--- begin ---

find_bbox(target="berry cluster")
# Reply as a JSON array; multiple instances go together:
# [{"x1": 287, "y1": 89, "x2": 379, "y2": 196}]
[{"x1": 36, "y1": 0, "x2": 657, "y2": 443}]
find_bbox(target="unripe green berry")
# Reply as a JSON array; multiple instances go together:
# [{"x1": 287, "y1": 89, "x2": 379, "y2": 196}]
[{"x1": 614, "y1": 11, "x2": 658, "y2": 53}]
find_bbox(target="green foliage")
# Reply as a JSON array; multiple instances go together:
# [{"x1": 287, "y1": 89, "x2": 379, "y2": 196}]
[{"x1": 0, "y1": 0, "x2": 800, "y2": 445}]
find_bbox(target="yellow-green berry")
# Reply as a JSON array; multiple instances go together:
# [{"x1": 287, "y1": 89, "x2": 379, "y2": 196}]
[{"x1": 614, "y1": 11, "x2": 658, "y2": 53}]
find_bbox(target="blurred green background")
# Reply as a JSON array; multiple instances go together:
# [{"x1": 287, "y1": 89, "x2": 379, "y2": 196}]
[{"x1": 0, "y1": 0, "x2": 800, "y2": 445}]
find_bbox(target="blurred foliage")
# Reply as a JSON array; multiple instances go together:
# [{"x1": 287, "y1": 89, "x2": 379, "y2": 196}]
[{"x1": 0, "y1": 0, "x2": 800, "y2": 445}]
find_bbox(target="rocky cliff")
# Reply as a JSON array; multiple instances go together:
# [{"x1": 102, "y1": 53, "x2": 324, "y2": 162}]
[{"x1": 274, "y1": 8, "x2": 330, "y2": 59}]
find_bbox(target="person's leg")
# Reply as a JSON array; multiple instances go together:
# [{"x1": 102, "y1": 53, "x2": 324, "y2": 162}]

--- end ---

> [Problem statement]: Copy all of the data above, line for line, without changing anything.

> [Solution for this task]:
find_bbox(target="berry cluster")
# Reply as a JSON array; multiple instances go together:
# [{"x1": 287, "y1": 89, "x2": 379, "y2": 196}]
[{"x1": 36, "y1": 0, "x2": 657, "y2": 443}]
find_bbox(target="unripe green berry")
# Reply as a JSON array; multiple instances go together:
# [{"x1": 287, "y1": 89, "x2": 379, "y2": 196}]
[{"x1": 614, "y1": 11, "x2": 658, "y2": 53}]
find_bbox(target="green foliage")
# Reply as a JSON array; multiple instances go together:
# [{"x1": 287, "y1": 89, "x2": 379, "y2": 196}]
[{"x1": 0, "y1": 0, "x2": 800, "y2": 445}]
find_bbox(target="yellow-green berry")
# Reply as a JSON array; multiple instances go together:
# [{"x1": 287, "y1": 89, "x2": 379, "y2": 196}]
[{"x1": 614, "y1": 11, "x2": 658, "y2": 53}]
find_bbox(target="blurred green background")
# Reply as a JSON array; multiple instances go together:
# [{"x1": 287, "y1": 89, "x2": 379, "y2": 196}]
[{"x1": 0, "y1": 0, "x2": 800, "y2": 445}]
find_bbox(target="blurred foliage")
# Reply as a JSON array; multiple instances go together:
# [{"x1": 287, "y1": 89, "x2": 379, "y2": 196}]
[{"x1": 0, "y1": 0, "x2": 800, "y2": 445}]
find_bbox(target="rocky cliff")
# Reply as a JSON array; multiple instances go together:
# [{"x1": 102, "y1": 53, "x2": 324, "y2": 162}]
[{"x1": 274, "y1": 8, "x2": 330, "y2": 59}]
find_bbox(target="person's leg")
# Reply as a JSON array; multiple instances go together:
# [{"x1": 102, "y1": 53, "x2": 324, "y2": 162}]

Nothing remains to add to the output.